WYBRANY FRAGMENT:
'''

Wyniki banków są dobre, ale rosnące znaczenie kredytów o stałej stopie może stanowić problem.
Początek tego roku przyniósł w bankach wyraźny spadek zainteresowania kredytami mieszkaniowymi. Opublikowane w poniedziałek przez Narodowy Bank Polski wyniki ankiety wśród osób odpowiedzialnych za politykę kredytową w sektorze komercyjnym wskazują, że w I kw. br. dwie trzecie banków odnotowało zmniejszenie popytu na hipoteki. „Za podstawową przyczynę spadku popytu banki uznały wstrzymanie dopłat z programu Bezpieczny Kredyt 2 proc. oraz dodatkowo zaostrzenie we wcześniejszych okresach kryteriów i warunków udzielania kredytów mieszkaniowych” – napisano w analizie banku centralnego.
W I kw. br. banki udzieliły kredytów mieszkaniowych o wartości 27,1 mld zł
Ponieważ od złożenia wniosku do wypłaty pieniędzy mija dużo czasu, to spadku popytu nie widać w danych „sprzedażowych”. W I kw. br. krajowe banki udzieliły kredytów mieszkaniowych o wartości 27,1 mld zł. Był to pod tym względem najlepszy kwartał w historii. W końcówce ub.r., gdy wpływ na rynek miał już rządowy program dopłat do kredytów, sprzedaż wyniosła 25 mld zł. W I kw. ub.r., gdy program dopiero zapowiadano, a równocześnie dawały się we znaki wysokie stopy procentowe, banki udzieliły kredytów mieszkaniowych o wartości 7,3 mld zł.
Bezpieczny kredyt, przewidujący stałą stawkę oprocentowania przez 10 lat (po pierwszych pięciu latach poziom może się zmienić), sprawił, że w mniejszości są klienci, którzy biorą kredyty o zmiennym oprocentowaniu.
W Santander Bank Polska pod koniec ub.r. kredyty o stałej stopie miały 30-proc. udział w portfelu. Trzy miesiące później było to już 35 proc. W pierwszych trzech miesiącach tego roku bank udzielił kredytów mieszkaniowych o wartości niemal 4,4 mld zł. W większości były to hipoteki ze wsparciem państwa.
Podobny wynik osiągnął Bank Pekao, który informował, że „nowa sprzedaż kredytów hipotecznych była sześciokrotnie wyższa niż rok wcześniej, wciąż na fali Bezpiecznego Kredytu 2 proc.”. Wciąż – bo zawierano umowy w oparciu o wcześniej złożone wnioski, a przyjmowanie nowych na BK2 proc. z początkiem roku zostało wstrzymane.
ING Bank Śląski, który do programu nie wszedł, w I kw. br. udzielił kredytów mieszkaniowych o wartości 3,6 mld zł. To trzy razy więcej niż rok wcześniej. Udział kredytów o stałej stopie wyniósł 68 proc.

'''

ZADANIE DO WYKONANIA A: Policz, ile wierszy poniższych wpisów zawiera słowo „each”, uwzględniając wielkość liter. Podaj wyłącznie liczbę.

PODANE WPISY:

'''

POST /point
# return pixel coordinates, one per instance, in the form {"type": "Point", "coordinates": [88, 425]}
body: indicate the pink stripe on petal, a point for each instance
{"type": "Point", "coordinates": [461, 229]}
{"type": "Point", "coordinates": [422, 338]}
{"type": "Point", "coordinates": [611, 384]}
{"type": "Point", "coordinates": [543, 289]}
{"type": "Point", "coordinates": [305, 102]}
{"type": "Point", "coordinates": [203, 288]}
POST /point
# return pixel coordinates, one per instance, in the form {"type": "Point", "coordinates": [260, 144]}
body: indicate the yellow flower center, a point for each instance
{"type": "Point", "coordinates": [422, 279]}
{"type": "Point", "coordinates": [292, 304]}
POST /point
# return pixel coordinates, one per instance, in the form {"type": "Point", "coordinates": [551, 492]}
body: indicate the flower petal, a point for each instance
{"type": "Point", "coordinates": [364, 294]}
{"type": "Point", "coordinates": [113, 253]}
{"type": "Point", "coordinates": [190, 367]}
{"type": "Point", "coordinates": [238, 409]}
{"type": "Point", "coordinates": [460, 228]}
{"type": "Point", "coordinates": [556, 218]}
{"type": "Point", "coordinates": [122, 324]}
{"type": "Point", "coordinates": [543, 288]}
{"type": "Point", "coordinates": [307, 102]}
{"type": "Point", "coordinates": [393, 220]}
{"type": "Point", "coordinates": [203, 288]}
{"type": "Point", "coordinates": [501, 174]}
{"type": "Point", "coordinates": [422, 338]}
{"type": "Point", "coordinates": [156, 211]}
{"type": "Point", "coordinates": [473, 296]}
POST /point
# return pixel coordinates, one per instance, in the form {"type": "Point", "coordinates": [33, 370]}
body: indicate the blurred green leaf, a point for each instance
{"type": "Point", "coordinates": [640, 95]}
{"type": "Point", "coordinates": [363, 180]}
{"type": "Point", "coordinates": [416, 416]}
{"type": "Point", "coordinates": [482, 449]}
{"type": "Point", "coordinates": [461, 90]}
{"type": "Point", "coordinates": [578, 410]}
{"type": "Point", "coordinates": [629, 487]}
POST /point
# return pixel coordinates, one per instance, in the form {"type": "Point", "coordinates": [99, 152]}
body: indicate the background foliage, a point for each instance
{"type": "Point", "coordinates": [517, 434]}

'''

ZADANIE DO WYKONANIA B: Jaki był udział kredytów o stałej stopie w ING Banku Śląskim w I kw. według tekstu o kredytach mieszkaniowych?

ROZWIĄZANIE PISEMNE A: 5

ROZWIĄZANIE PISEMNE B: 68 proc.